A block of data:
--- START ---

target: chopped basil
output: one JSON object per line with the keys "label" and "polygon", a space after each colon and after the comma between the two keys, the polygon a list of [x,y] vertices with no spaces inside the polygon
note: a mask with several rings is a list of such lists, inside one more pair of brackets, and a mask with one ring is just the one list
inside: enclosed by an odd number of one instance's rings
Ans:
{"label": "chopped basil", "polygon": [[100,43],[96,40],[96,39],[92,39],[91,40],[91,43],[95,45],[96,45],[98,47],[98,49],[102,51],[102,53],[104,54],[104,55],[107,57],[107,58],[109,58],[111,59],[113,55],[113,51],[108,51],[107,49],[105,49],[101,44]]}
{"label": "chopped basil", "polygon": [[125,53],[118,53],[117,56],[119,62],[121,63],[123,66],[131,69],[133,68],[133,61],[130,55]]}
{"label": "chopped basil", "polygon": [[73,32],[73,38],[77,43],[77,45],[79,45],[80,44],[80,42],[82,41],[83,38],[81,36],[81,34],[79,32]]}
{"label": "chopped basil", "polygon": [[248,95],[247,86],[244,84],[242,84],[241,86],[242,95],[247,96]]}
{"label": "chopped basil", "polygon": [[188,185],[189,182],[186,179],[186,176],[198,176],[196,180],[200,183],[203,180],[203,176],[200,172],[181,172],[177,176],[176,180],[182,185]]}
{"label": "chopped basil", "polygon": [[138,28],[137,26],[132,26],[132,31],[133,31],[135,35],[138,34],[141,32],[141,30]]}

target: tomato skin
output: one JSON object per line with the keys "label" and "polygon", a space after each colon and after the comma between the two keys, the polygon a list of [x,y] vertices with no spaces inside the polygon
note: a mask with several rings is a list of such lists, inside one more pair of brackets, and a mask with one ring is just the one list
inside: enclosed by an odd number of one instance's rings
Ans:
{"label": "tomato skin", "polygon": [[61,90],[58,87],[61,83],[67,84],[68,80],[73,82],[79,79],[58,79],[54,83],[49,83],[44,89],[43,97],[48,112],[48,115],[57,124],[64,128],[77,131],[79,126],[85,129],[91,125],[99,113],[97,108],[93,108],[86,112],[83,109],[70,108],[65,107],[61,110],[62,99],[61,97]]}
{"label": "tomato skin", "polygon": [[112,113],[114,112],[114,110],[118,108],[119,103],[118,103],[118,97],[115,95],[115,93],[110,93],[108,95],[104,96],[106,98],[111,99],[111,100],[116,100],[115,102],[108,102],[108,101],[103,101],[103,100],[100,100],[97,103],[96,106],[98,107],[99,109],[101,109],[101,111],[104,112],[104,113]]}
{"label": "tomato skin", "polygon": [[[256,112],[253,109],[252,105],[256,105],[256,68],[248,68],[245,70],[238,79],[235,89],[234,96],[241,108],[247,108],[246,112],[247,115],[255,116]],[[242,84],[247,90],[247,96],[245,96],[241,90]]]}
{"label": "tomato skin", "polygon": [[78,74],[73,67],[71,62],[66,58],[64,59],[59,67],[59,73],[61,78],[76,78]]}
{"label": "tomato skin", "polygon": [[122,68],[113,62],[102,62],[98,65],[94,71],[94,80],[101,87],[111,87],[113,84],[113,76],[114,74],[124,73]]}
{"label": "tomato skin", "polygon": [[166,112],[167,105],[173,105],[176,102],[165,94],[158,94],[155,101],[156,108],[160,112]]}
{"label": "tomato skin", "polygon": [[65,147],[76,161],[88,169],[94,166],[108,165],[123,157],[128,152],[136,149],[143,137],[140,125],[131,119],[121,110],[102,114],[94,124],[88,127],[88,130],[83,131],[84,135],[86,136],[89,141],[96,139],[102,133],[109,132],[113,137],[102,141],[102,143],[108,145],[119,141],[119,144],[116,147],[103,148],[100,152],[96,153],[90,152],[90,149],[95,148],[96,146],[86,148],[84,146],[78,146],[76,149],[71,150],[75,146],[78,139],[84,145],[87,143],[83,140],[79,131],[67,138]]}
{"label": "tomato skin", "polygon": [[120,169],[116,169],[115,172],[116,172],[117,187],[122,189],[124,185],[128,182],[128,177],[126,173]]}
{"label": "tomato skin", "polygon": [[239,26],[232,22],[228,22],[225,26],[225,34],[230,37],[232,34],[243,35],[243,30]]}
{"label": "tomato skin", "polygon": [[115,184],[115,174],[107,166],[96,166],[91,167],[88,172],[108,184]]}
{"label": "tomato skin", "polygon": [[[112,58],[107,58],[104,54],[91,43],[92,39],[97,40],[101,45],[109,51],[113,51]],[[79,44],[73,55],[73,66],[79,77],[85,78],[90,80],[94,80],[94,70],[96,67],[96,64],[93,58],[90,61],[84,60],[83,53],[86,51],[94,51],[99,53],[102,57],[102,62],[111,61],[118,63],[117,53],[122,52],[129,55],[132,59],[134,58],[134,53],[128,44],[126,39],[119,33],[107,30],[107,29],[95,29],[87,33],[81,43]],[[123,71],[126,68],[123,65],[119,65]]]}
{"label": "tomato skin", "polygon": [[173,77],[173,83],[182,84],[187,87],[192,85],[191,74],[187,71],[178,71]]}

--- END ---

**EXERCISE REQUIREMENTS**: Which lines in the block of data above contain the string "target"? Pick out each one and copy it in full, treating uppercase and lowercase letters as different.

**FINISHED EXERCISE**:
target: chopped basil
target: tomato skin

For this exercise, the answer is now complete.